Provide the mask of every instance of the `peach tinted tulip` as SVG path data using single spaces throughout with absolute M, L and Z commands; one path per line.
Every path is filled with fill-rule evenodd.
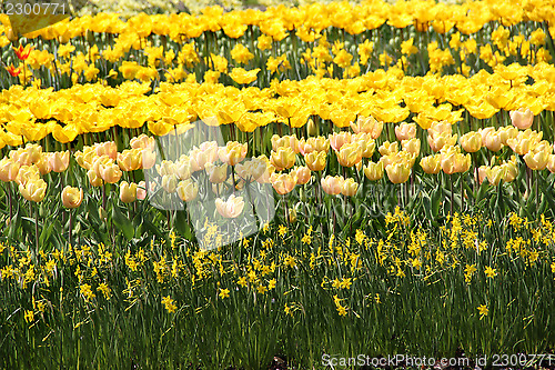
M 278 148 L 271 153 L 270 160 L 278 170 L 292 168 L 295 164 L 295 152 L 291 148 Z
M 344 182 L 342 176 L 326 176 L 325 179 L 322 179 L 322 189 L 330 196 L 336 196 L 343 191 Z
M 144 198 L 147 198 L 147 182 L 142 180 L 137 186 L 137 199 L 143 200 Z
M 131 203 L 137 200 L 137 183 L 122 181 L 120 183 L 120 200 L 124 203 Z
M 178 196 L 184 202 L 190 202 L 199 194 L 199 186 L 191 179 L 178 183 Z
M 307 167 L 297 167 L 294 171 L 296 174 L 296 184 L 305 184 L 311 180 L 311 170 Z
M 529 129 L 534 122 L 534 113 L 529 109 L 512 110 L 508 116 L 511 116 L 513 126 L 519 130 Z
M 482 136 L 478 132 L 472 131 L 461 137 L 461 147 L 467 153 L 474 153 L 482 148 Z
M 65 171 L 69 167 L 69 150 L 50 153 L 49 162 L 52 171 L 58 173 Z
M 62 190 L 62 204 L 65 208 L 78 208 L 83 201 L 83 189 L 67 186 Z
M 10 158 L 2 158 L 0 160 L 0 180 L 3 182 L 13 181 L 18 177 L 19 163 Z
M 47 193 L 47 182 L 42 179 L 29 180 L 24 186 L 19 184 L 19 192 L 29 201 L 40 202 Z
M 416 136 L 416 123 L 403 122 L 395 127 L 395 137 L 398 141 L 410 140 Z
M 231 194 L 226 201 L 223 201 L 220 198 L 215 200 L 215 209 L 218 210 L 218 213 L 226 219 L 236 218 L 241 214 L 243 208 L 243 197 L 235 197 L 234 194 Z
M 377 163 L 370 162 L 369 166 L 364 167 L 364 174 L 370 181 L 377 181 L 383 178 L 383 162 Z
M 295 188 L 296 173 L 272 173 L 270 182 L 280 196 L 284 196 Z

* * * * * * * * *

◆ **THE PROBLEM**:
Return every line of the data above verbatim, leaving out the pictures.

◆ **EXERCISE ANSWER**:
Provide the mask of every instance of the `peach tinted tulip` as SVG path data using single spaces throughout with absolute M, L and Z commands; one path per line.
Every path is filled with fill-rule evenodd.
M 278 148 L 271 153 L 270 160 L 278 170 L 292 168 L 295 164 L 295 152 L 291 148 Z
M 344 182 L 342 176 L 326 176 L 325 179 L 322 179 L 322 189 L 330 196 L 336 196 L 343 191 Z
M 144 198 L 147 198 L 147 182 L 142 180 L 137 186 L 137 199 L 143 200 Z
M 131 203 L 137 200 L 137 183 L 122 181 L 120 183 L 120 200 L 124 203 Z
M 178 196 L 184 202 L 190 202 L 199 194 L 199 186 L 191 179 L 178 183 Z
M 307 167 L 297 167 L 294 171 L 296 174 L 296 184 L 305 184 L 311 180 L 311 170 Z
M 529 129 L 534 122 L 534 113 L 529 109 L 512 110 L 508 116 L 511 116 L 513 126 L 519 130 Z
M 482 136 L 478 132 L 472 131 L 461 137 L 461 147 L 467 153 L 474 153 L 482 148 Z
M 65 171 L 69 167 L 69 150 L 50 153 L 49 162 L 52 171 L 58 173 Z
M 62 190 L 62 204 L 65 208 L 78 208 L 83 201 L 83 189 L 67 186 Z
M 10 158 L 2 158 L 0 160 L 0 180 L 3 182 L 13 181 L 18 177 L 19 163 Z
M 47 193 L 47 182 L 42 179 L 29 180 L 24 186 L 19 184 L 19 192 L 29 201 L 40 202 Z
M 416 136 L 416 123 L 403 122 L 395 127 L 395 137 L 398 141 L 410 140 Z
M 231 194 L 226 201 L 223 201 L 220 198 L 215 200 L 215 209 L 218 210 L 218 213 L 226 219 L 236 218 L 241 214 L 243 208 L 243 197 L 235 197 L 234 194 Z
M 377 163 L 370 162 L 369 166 L 364 167 L 364 174 L 370 181 L 377 181 L 383 178 L 383 162 Z
M 295 188 L 296 173 L 272 173 L 270 182 L 280 196 L 284 196 Z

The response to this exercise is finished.